Images aside, return all the entries exactly.
── EXTRACTED DATA
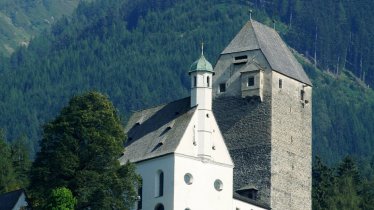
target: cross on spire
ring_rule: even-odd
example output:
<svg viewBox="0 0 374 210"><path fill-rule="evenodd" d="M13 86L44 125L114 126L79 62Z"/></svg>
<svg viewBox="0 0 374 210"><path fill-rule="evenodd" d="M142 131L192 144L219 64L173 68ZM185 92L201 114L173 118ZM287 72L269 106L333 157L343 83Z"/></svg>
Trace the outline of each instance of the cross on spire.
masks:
────
(RESULT)
target: cross on spire
ring_rule: even-odd
example output:
<svg viewBox="0 0 374 210"><path fill-rule="evenodd" d="M13 86L44 125L114 126L79 62Z"/></svg>
<svg viewBox="0 0 374 210"><path fill-rule="evenodd" d="M142 131L192 144L219 64L173 68ZM185 92L201 114L173 118ZM287 72L269 106L333 157L343 83Z"/></svg>
Trace the outline of each instance of the cross on spire.
masks:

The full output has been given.